◆ STATED PROBLEM ◆
Your task is to copy every line of this material exactly.

◆ LISTED RECORDS ◆
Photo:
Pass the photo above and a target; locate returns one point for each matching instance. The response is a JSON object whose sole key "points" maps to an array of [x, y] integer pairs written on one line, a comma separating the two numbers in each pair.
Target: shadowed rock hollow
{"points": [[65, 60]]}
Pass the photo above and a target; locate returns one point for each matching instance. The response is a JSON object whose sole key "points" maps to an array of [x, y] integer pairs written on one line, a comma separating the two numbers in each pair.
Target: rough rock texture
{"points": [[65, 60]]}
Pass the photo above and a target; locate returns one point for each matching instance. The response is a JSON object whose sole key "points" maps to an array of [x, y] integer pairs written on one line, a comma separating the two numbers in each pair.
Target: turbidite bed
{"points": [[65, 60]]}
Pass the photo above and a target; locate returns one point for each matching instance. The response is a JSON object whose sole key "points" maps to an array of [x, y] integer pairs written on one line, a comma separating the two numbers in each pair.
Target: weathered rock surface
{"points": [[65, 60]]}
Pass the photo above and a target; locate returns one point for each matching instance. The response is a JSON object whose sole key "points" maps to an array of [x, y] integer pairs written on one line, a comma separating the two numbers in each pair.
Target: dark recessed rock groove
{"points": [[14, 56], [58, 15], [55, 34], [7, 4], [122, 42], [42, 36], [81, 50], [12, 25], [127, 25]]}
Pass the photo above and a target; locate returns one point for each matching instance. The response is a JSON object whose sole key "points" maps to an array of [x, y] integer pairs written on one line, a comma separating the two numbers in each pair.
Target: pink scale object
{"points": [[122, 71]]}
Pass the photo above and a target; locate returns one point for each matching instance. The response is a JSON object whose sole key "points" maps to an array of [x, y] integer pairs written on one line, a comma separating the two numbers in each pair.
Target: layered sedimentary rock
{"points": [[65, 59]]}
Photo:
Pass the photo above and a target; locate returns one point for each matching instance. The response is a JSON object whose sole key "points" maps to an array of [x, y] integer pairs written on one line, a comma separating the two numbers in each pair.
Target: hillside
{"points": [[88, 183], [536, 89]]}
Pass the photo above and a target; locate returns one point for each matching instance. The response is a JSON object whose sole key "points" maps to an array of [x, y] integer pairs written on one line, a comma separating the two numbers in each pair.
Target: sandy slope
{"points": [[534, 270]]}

◆ RIGHT ANSWER ◆
Photo:
Pass the photo above and a target; locate returns one point for each matching instance. The response is a JSON object whose sole key "points" maps to an array of [x, y] integer pairs written on one line, a comma separating the two numbers in each pair.
Target: shadowed rock hollow
{"points": [[65, 60]]}
Pass the photo above and a target; locate returns one point for each matching instance. The response is a JSON object whose sole key "points" maps to an array of [x, y] integer pairs written on one line, a comma separating the two numbers in each pair.
Target: rough rock texture
{"points": [[65, 60]]}
Pass the photo above and a target; locate returns one point for each matching instance. The response is a JSON object whose sole key "points" maps to an array of [x, y] integer pairs written on one line, a comma separating the two numbers in each pair.
Target: turbidite bed
{"points": [[65, 60]]}
Pass the photo above and a target; locate returns one point for each matching instance. The response is a JSON object whose sole key "points" maps to an array of [x, y] integer pairs written on one line, a comma separating the two numbers in each pair.
Target: weathered rock surface
{"points": [[65, 60]]}
Pass the photo above and a target; locate returns one point for each matching instance. The response is a JSON object whose sole key "points" maps to an array of [x, y] integer pairs written on one line, a comma separating the two numbers in each pair.
Target: dark recessed rock groove
{"points": [[14, 56], [58, 15], [55, 34], [7, 4], [122, 42], [42, 36], [81, 50], [12, 25], [127, 25]]}
Pass the photo above and a target; locate returns one point for each matching instance. The response is a JSON object whose sole key "points" maps to an array of [x, y] integer pairs written on one line, a comma separating the two numbers in each pair.
Target: pink scale object
{"points": [[122, 71]]}
Pass the photo above and a target; locate returns one point for each matching instance. The response is a JSON object whose sole key "points" maps to an array of [x, y] integer pairs written on one line, a comma separating the two numbers in each pair.
Target: layered sedimentary rock
{"points": [[65, 59]]}
Photo:
Pass the photo above and a target; locate returns one point for each matching instance. The response is a JSON object whose sole key "points" maps to an array of [x, y] integer pairs written on one line, a comma separating the two numbers in each pair.
Target: hillside
{"points": [[88, 183], [536, 89]]}
Pass the photo above and a target; locate returns one point for each matching instance. The response is a JSON object whose sole key "points" maps to an array of [x, y] integer pairs written on one line, a comma separating the two numbers in each pair.
Target: sandy slope
{"points": [[534, 270]]}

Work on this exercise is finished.